— Raw records —
....
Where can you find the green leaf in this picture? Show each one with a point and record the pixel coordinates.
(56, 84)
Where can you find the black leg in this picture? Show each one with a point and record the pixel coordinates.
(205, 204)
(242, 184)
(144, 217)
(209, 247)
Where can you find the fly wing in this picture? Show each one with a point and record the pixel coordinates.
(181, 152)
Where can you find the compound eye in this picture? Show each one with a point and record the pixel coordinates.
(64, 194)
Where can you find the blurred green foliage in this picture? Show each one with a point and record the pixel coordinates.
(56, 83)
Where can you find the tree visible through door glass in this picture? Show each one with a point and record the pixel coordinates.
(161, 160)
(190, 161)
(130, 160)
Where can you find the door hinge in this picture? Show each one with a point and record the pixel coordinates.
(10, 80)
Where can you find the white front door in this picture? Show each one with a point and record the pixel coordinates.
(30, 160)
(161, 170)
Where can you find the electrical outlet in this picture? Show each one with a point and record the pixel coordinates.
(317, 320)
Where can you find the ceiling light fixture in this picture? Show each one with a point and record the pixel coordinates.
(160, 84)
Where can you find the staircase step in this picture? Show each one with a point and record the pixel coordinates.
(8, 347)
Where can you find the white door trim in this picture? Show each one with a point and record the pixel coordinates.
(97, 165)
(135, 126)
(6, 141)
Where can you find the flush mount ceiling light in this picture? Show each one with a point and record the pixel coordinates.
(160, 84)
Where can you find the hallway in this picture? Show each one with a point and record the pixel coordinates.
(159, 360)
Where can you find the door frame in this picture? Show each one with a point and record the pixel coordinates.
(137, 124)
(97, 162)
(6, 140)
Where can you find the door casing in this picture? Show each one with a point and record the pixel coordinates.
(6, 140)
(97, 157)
....
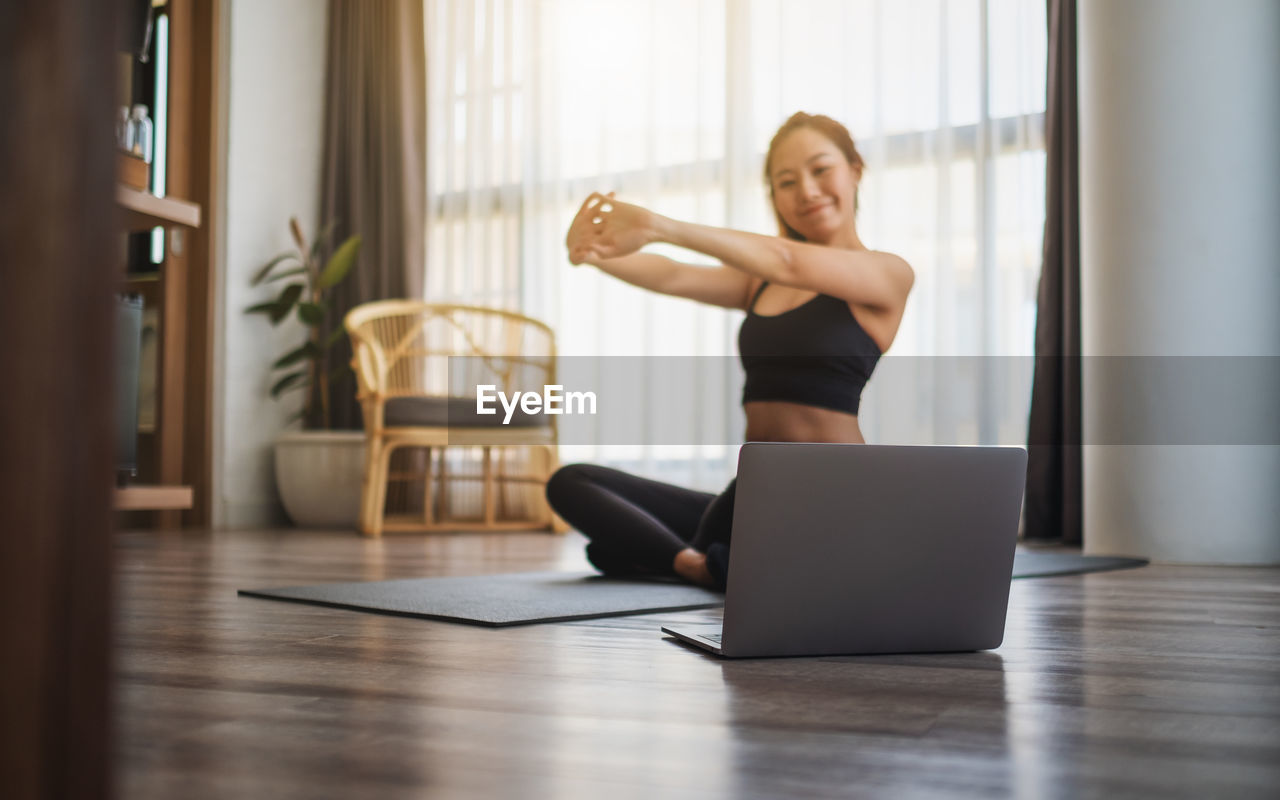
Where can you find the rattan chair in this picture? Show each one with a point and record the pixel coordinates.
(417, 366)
....
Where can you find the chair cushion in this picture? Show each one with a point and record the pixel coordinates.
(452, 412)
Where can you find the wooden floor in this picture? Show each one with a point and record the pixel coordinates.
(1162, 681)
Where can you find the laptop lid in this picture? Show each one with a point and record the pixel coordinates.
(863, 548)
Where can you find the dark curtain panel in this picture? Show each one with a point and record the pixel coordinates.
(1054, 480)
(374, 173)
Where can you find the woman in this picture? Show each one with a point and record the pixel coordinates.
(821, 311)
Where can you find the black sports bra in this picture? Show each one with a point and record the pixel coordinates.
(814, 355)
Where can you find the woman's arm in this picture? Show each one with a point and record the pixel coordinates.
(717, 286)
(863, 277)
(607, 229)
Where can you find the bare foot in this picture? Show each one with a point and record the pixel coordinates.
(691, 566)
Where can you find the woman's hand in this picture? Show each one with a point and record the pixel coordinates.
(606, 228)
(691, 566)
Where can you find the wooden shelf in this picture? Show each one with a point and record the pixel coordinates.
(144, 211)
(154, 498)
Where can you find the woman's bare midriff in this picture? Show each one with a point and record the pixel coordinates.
....
— What is required —
Rewrite the items starting at the line containing "Where can you find the wooden floor" and ending at the line containing "Where can you find the woman's bare", replacing "laptop lid" with "laptop cover" and leaving all else unchanged.

— Expected answer —
Where can you find the wooden floor in this picture? Show each one with a point and record the pixel coordinates.
(1162, 681)
Where can you find the laptop cover in this picture? Show each one with a point and record the pixel coordinates.
(863, 548)
Where can you find the dark curtain panel in this picture? Show each one with a point and record the pixel coordinates.
(1054, 480)
(374, 173)
Where can you find the woman in this picture? Show each one with a point and record the pixel coordinates.
(821, 311)
Where can you find the black sports bra in this picture? Show each one with a point and record the pixel coordinates.
(814, 355)
Where can you find the woman's arm in this picture? Show each one with a point and record the pixel coordinates.
(717, 286)
(863, 277)
(607, 229)
Where can you find the bare foot in this picture? Show each one with a point and record the pixel coordinates.
(691, 566)
Where can you find the woman's hand in this picture? Show each one with a point and record the pixel coordinates.
(606, 228)
(691, 566)
Where can you find the wooden shelf in this picture? Show each one with a point and record the pixel coordinates.
(144, 211)
(154, 498)
Where can you find the woman's bare midriff in this picture? Show each one with a point and record the pixel coordinates.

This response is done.